Count the lines in the records below that contain the string "Query", matching case exactly. Give only the number.

Available data ::
********************

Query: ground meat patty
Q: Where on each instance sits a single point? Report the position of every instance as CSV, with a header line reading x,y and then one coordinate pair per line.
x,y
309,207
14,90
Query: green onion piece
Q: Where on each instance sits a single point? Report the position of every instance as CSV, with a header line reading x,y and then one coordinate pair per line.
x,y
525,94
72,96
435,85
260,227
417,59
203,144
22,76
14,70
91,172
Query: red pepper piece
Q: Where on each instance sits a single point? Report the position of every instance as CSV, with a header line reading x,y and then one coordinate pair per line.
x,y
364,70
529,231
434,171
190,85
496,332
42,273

********************

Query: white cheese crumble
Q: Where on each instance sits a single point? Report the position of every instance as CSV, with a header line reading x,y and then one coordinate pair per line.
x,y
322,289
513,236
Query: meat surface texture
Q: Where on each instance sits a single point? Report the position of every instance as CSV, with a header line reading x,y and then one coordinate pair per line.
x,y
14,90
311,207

********************

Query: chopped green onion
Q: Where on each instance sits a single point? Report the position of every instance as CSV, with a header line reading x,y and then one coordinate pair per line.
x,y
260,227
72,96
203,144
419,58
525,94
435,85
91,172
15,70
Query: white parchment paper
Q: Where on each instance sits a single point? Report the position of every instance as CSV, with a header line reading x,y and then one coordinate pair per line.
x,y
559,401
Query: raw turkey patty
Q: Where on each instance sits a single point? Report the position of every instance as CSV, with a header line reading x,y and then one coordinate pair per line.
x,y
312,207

********************

Task result :: 8